*GOAL:*
In the records below, find the line containing "Expected: for each instance of the clear", then extract that line and all subsequent lines exactly, leaving out everything else.

[Records from a point labeling set]
========================================================================
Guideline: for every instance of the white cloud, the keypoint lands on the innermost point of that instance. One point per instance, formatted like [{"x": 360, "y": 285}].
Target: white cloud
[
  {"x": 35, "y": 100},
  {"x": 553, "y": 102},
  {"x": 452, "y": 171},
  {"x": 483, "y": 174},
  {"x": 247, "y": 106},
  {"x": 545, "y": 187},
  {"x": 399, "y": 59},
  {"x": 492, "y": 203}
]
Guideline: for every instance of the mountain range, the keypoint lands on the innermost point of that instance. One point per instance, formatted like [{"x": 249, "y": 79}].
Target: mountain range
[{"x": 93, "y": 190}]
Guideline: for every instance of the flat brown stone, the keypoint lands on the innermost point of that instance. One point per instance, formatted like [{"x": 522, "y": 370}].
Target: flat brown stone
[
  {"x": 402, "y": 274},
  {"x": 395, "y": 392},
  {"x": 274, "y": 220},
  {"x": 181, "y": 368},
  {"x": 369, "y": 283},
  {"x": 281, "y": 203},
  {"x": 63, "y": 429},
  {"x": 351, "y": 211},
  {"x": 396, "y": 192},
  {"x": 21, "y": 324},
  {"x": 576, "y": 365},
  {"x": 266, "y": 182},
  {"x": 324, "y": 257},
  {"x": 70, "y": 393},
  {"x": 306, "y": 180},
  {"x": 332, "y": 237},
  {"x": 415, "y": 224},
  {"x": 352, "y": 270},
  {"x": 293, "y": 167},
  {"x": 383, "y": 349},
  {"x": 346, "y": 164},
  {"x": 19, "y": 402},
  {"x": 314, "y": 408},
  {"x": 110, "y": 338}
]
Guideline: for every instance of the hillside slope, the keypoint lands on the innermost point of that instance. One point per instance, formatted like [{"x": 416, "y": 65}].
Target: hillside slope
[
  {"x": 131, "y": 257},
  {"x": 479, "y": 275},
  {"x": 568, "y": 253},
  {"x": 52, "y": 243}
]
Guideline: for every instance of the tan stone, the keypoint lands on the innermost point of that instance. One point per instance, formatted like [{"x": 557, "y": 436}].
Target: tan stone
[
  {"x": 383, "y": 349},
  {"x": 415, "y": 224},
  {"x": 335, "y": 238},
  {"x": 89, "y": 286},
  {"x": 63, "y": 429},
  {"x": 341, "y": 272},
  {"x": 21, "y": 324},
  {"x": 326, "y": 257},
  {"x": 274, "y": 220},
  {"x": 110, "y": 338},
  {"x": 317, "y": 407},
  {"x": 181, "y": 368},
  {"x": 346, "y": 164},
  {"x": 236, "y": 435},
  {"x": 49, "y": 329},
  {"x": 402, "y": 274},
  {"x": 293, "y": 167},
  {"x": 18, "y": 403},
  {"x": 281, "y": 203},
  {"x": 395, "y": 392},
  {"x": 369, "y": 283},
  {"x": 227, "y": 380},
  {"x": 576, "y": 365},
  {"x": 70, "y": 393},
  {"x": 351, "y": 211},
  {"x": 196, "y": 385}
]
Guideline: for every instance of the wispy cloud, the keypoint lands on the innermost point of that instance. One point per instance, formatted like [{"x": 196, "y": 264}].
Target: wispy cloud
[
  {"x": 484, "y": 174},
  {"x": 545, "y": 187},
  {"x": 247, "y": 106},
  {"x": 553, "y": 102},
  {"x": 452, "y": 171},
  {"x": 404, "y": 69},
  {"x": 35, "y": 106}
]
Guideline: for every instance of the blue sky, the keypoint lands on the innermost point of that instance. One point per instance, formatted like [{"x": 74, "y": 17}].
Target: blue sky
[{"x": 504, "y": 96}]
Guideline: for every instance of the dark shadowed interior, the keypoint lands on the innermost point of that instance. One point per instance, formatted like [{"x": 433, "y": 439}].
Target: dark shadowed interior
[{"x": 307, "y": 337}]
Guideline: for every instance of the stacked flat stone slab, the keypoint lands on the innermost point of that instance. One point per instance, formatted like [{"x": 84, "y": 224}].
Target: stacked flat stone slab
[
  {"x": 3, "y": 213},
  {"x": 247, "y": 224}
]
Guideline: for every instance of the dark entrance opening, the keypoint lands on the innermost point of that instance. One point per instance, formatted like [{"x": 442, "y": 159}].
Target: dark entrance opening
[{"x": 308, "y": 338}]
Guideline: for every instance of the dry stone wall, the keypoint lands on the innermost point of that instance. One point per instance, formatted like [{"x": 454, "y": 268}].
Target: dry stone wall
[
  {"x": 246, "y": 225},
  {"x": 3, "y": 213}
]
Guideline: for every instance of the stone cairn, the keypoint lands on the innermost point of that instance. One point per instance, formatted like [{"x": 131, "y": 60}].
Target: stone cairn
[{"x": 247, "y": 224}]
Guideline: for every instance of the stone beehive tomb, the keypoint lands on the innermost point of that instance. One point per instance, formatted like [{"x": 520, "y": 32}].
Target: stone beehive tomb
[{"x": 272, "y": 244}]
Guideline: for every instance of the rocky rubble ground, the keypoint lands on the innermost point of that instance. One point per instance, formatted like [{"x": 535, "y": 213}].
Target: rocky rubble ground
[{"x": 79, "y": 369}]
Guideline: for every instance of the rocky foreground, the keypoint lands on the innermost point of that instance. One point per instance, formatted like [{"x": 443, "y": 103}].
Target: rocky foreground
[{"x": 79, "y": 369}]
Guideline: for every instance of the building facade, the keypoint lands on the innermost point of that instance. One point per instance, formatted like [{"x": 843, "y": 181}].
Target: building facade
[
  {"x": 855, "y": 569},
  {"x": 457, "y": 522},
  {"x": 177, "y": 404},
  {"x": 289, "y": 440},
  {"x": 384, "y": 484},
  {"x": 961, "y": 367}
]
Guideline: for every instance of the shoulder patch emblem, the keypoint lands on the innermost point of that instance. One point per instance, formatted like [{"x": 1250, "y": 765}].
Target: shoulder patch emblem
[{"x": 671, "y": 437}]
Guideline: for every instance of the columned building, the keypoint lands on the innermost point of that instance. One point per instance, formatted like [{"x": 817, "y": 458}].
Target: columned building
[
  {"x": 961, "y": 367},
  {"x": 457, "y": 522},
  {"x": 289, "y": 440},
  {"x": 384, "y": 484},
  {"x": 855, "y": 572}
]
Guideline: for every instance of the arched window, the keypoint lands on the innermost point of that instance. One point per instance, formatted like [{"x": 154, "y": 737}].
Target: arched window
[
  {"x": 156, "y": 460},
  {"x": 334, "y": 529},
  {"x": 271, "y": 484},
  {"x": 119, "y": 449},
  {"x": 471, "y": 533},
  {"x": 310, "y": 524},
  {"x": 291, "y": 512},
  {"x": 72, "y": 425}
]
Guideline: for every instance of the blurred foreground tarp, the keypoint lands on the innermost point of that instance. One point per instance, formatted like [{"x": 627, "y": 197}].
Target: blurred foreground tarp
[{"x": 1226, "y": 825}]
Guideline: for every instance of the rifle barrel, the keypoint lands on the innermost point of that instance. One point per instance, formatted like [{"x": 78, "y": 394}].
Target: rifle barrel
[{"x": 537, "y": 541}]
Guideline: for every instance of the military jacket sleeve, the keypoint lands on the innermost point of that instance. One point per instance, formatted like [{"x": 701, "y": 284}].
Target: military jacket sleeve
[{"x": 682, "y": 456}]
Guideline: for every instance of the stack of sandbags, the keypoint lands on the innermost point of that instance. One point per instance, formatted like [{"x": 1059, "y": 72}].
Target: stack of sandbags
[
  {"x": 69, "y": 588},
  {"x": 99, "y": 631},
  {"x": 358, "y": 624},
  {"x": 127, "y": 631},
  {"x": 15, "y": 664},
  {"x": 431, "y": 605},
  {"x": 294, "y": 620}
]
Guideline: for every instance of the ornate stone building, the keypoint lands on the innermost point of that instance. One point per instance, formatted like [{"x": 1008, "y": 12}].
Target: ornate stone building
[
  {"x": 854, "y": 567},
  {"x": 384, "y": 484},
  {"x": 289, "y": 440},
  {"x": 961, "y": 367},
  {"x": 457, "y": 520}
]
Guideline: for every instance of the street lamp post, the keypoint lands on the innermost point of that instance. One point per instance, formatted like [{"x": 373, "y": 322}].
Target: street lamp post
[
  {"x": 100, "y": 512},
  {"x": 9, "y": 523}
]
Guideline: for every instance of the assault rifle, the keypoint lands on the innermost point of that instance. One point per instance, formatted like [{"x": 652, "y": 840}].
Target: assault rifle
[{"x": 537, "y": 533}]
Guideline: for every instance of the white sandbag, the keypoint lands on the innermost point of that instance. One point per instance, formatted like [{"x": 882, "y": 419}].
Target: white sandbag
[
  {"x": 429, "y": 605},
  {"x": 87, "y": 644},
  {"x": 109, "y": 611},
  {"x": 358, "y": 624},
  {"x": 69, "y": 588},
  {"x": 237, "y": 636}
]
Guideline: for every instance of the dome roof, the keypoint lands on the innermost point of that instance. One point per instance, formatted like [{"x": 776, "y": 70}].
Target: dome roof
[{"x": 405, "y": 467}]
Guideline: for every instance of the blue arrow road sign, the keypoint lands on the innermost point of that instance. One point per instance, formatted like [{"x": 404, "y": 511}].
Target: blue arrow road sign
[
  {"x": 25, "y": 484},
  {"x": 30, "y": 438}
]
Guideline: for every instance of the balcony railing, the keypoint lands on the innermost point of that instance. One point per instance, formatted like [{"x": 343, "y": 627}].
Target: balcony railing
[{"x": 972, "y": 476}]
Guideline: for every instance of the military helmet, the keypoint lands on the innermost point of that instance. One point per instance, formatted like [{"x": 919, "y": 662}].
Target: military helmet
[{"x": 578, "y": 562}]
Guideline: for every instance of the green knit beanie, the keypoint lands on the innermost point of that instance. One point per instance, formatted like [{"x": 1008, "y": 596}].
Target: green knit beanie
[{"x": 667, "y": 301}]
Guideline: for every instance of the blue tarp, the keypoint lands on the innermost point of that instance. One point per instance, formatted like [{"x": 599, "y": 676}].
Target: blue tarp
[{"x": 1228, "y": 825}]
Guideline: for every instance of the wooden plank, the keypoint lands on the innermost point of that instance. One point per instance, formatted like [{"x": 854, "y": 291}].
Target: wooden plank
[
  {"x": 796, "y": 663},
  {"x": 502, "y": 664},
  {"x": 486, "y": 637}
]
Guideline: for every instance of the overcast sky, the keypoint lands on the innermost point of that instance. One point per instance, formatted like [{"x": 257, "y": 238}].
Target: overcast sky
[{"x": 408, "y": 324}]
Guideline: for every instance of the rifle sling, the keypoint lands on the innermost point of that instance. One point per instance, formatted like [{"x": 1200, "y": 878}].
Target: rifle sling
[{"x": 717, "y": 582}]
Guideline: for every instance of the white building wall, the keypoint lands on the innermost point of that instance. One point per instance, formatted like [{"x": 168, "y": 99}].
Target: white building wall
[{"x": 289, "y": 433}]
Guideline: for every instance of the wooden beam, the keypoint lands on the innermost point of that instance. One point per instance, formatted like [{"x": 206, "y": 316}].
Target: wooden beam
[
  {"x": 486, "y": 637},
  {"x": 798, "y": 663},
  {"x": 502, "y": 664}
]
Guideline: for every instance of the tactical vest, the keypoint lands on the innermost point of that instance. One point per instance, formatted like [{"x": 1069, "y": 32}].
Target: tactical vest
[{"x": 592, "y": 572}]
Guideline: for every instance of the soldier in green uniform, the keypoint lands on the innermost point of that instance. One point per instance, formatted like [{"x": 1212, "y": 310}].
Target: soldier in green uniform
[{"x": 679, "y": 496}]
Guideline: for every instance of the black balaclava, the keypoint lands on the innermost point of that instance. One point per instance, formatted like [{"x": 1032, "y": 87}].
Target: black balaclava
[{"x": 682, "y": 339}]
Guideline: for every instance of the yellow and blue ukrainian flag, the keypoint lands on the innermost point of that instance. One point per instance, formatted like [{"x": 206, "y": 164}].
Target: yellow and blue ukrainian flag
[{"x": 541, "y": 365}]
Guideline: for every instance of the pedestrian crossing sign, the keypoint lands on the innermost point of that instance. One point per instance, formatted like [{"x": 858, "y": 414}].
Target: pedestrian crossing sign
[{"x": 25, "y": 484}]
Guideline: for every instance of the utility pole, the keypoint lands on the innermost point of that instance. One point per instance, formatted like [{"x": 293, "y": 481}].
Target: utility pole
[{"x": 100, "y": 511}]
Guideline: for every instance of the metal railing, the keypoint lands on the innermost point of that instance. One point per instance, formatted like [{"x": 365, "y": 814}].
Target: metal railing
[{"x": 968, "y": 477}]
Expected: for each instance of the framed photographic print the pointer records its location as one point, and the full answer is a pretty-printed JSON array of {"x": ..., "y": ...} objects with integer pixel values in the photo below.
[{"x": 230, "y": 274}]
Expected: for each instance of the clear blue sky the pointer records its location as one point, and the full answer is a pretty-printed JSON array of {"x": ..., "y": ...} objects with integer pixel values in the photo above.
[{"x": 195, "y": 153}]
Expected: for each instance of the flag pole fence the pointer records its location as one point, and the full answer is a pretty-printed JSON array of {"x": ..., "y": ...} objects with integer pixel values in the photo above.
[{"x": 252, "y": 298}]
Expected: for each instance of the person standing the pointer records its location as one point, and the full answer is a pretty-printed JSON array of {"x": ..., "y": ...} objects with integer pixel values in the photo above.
========================================================================
*WRITTEN REPLY:*
Expected: for each instance of the clear blue sky the pointer records its location as one point, and the full answer is a pretty-printed JSON array of {"x": ..., "y": ...} objects with integer pixel values in the photo above.
[{"x": 195, "y": 153}]
Expected: for each instance of the flag pole fence the pointer records its location as one point, and the full answer is a pretty-printed JSON array of {"x": ..., "y": ...} objects with integer pixel values in the photo above.
[{"x": 252, "y": 298}]
Expected: for each instance of the person standing the pointer records its location as one point, and the full answer is a pretty-printed JSON array of {"x": ..., "y": ...} objects with integer pixel values in the photo above.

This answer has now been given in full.